EXTRACTED TEXT:
· · · · · · ·

Digital Education

Five challenges to digital making: part one – the challenges

Mark Griffiths - 08.06.2012

As part of a project planning process it's often an effective technique to employ Gary Klein's idea of a pre-mortem exercise - something that Kahneman in his wonderful book 'Thinking, Fast and Slow' describes as "the best idea"[1] for taming unfounded optimism.

Take people into a room and tell them that you can see into the future, and what you see is not pretty.  This project which you think is amazing, and which you have devoted so much effort to, has failed.  The thing is, you cannot see into the future with enough clarity to identify exactly why the project hasn't, umm, quite lived up to expectations - that's the task for the people in the room who now have the safety, and the change of perspective, that may allow them to identify the risks that the project faces. 

As we translate our digital making programme into a set of concrete actions, I thought it would be useful to employ a similar conceit: step into the shoes of a sceptic about this movement to get more children coding, making apps, hacking websites and so on, and 'live' the toughest objections.  So, on day one I entered into the shoes of this person and articulated, as well as I could, all the objections I could think of.  I quite enjoyed it. 

Below is what the result looks like.  In another blog post I reply to my sceptical self.

Challenge one: the economic argument is a (dangerous) attempt to predict the future that may turn out false.

The demand for more coders rests on the assumption that there is a skills gap out there, and that this skills gap will persist for long enough for these newly trained-up folk to get a job.  But the world moves fast - jobs can get automated, or transferred overseas.  Industries that need coders already effectively outsource many of these roles.  For example, if you look at the big IT consultancies, the Accentures and IBMs of this world, they have armies of off-shore coders, working in roles that used to be carried out in the UK.  Also, industries often lose their competitiveness, not through a skills shortage, but through policy or regulation changes, or through more effective competition from overseas.  Picking winners, or growth areas, is a dangerous business - and not one we should expect an education system to engage in.

· · · · · · ·

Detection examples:

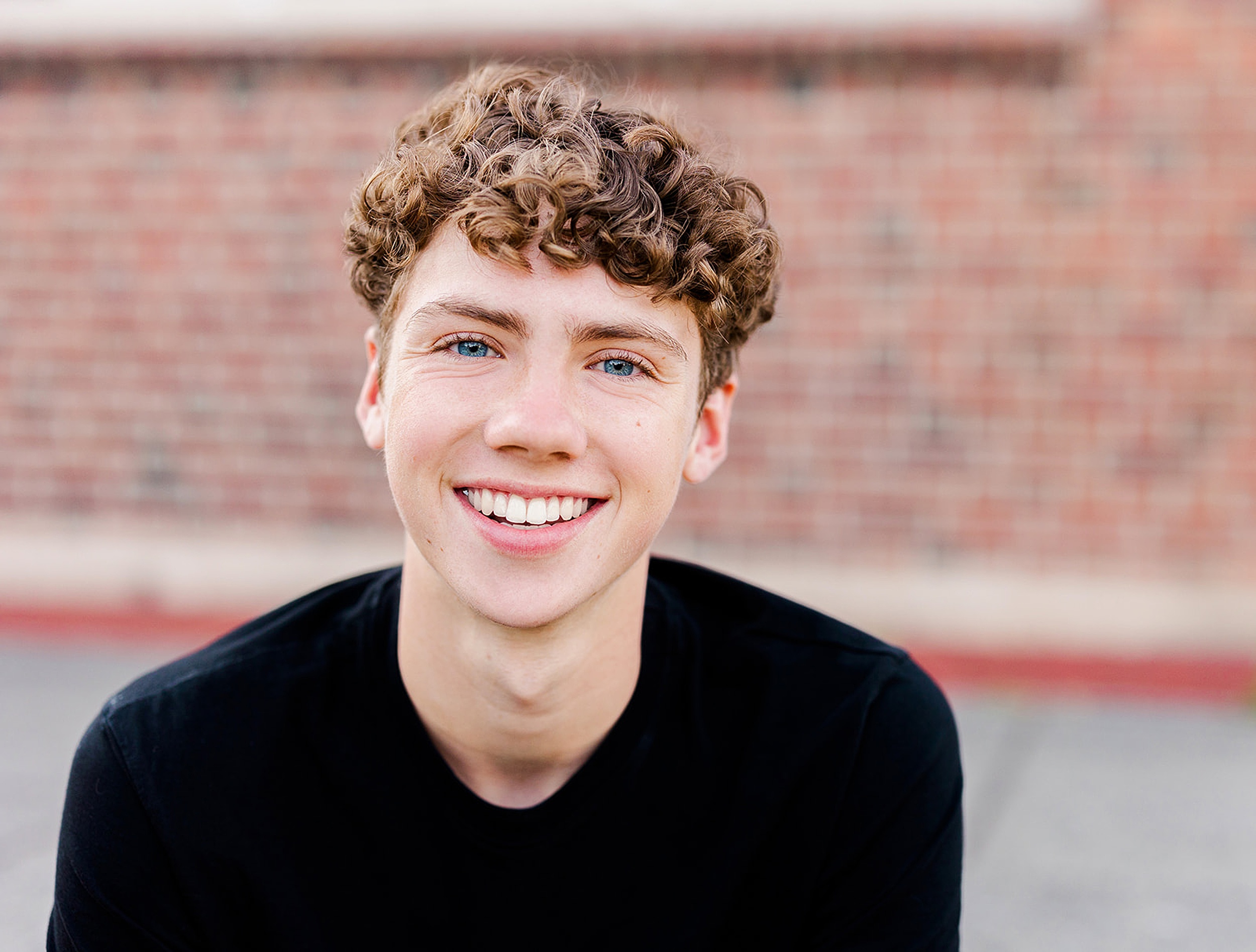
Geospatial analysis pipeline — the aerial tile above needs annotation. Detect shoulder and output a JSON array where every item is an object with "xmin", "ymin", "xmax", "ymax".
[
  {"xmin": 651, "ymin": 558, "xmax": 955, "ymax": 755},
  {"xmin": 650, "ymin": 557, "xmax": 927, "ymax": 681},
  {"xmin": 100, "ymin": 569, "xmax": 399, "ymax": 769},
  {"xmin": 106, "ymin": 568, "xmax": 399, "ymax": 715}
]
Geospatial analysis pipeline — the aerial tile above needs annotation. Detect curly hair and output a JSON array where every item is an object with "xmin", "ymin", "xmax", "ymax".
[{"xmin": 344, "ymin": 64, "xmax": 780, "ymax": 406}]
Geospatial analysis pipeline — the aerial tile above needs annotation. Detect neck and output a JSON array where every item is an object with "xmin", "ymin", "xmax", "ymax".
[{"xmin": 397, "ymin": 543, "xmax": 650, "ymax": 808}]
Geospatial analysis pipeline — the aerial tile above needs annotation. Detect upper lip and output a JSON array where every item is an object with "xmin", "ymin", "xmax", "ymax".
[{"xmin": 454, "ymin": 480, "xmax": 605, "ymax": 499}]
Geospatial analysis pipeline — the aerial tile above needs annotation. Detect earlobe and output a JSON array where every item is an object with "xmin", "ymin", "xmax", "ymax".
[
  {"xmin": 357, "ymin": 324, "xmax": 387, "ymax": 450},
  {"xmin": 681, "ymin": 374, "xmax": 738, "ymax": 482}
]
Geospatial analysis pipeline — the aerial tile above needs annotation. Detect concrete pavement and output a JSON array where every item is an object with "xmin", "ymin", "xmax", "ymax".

· · · · · · ·

SET EXERCISE A:
In the blog post on digital making, why might the economic argument for training more coders turn out to be false? Answer in one to three sentences.
SET EXERCISE B:
Extend the blog post on digital making from where it stops.
These items have nothing to do with the blog post on digital making.

TASK RESPONSE A:
The argument assumes a skills gap that will last long enough for newly trained coders to find jobs, but the world moves fast and such jobs can be automated or moved overseas. Industries that need coders already outsource many of these roles. Industries also often lose their competitiveness through policy or regulation changes or stronger overseas competition rather than through a skills shortage.

TASK RESPONSE B:
The skills that we can be confident we need more of (more STEM graduates or students leaving school with the right foundations in the three R's) or that are difficult to transfer abroad (things like creative problem solving, or entrepreneurship) are completely unrelated to learning about variables, pointers, and if statements. 

Worse, the 'we need kids coding' argument fits into a defunct view of the future where the UK, en masse, moves to a knowledge based economy where the majority of people work in creative, high-tech jobs in a globalised economy.  In contrast to this globalised, technology driven nirvana, the picture that is actually emerging is one of increasing demand for low-end service jobs (in health care, or leisure for example), a minority of people working in a globalised knowledge economy and a 'hollowed out middle' struggling to find meaningful work.  For the majority of students coding will be irrelevant to them finding meaningful, productive, jobs.

Of course, one could instead argue that coding is a good training-for-the mind - but then it looks an awful lot like a Sudoku in schools movement.

Challenge two: the economic argument for having more coders is a pretty desiccated one, treating students as units in an education production function whose sole purpose is to equip our young people to get a job.

Education and learning is about more than acquiring the skills to get a job.  It is about supporting students so that they can learn about their interests, passions and joys.  It is about making them confident citizens and adults, able to be good parents, neighbours and friends.  It is about providing moments of joy, excitement and inspiration. 

There is very little of this in learning the syntax of html, or writing an efficient SQL statement.  Surely we want students to be engaged in the real world, and in their community - not sitting, alone, in front of a PC.

Challenge three: schools just don't have the time to do this, while arguing for the time to be made means falsely privileging computer science

Draw a matrix, five by five: that gives you the timeslots available during the school day.  Now populate it with the things that schools are already expected to teach - Maths, English, some exposure to the humanities, the sciences, and some physical education.  Also, put in some citizenship lessons.  You are left with no gaps. 

What would you take out to make time for computer science?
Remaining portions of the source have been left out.